**Consigne 1:** Modifiez l’extrait sur l’Occupation en recopiant tout le passage allant de « On découvre cette » jusqu’à « vraie précarité cependant. », et remplacez-y « survie » par « subsistance ».
**Consigne 2:** Dans l’extrait sur l’Occupation, de quel compositeur Gin joue-t-il magnifiquement la musique ?
**Consigne 3:** Relevez tous les personnages désignés par leur nom dans l’extrait sur l’Occupation.

**Extrait choisi:**
Pour elle, sa fille Nicole est une entrave. Une enfant conçue trop jeune, dans des circonstances défavorables. Dans son entourage, il y a Gin, Ginny Pinkerton, en réalité Pinkenstein. Américain, c’est un musicien qui joue magnifiquement du Debussy, et en ces temps barbares, il s’affiche comme noir, demi-juif et homosexuel, bref, tout pour plaire aux nazis. Il disparaît tragiquement au cours de l’aventure.
Il y a Manon qui a une liaison avec un officier allemand parce qu’il faut bien vivre, et un peintre, Paul Louvray, admiré de tous et dont les œuvres figurent dans les salons les plus huppés. C’est le propre de cette occupation : il y a ceux qui pensent s’en tirer en faisant « comme si », dans un optimisme de façade, parce que de toute façon, une guerre se termine toujours. Et ceci, quitte à accepter les petites voire les grandes compromissions avec l’ennemi. Ils vivent dans leur bulle avec comme viatique leur petite espérance, tant qu’ils ne sont pas directement confrontés aux terribles réalités de l’oppression.
On découvre cette vie sous l’occupation d’une façon rare, au quotidien, à hauteur de femmes et d’hommes confrontés à la survie, comme beaucoup d’entre nous aujourd’hui finalement. Loin, dans cette histoire, de la vraie précarité cependant.

**Données fournies:**
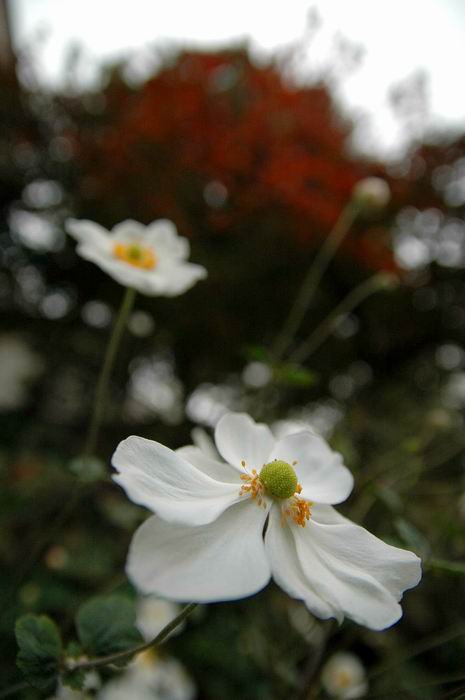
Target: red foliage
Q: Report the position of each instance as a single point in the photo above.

**Réponse rédigée 1:**
On découvre cette vie sous l’occupation d’une façon rare, au quotidien, à hauteur de femmes et d’hommes confrontés à la subsistance, comme beaucoup d’entre nous aujourd’hui finalement. Loin, dans cette histoire, de la vraie précarité cependant.

**Réponse rédigée 2:** Debussy.

**Réponse rédigée 3:**
- Nicole
- Gin (Ginny Pinkerton, en réalité Pinkenstein)
- Manon
- Paul Louvray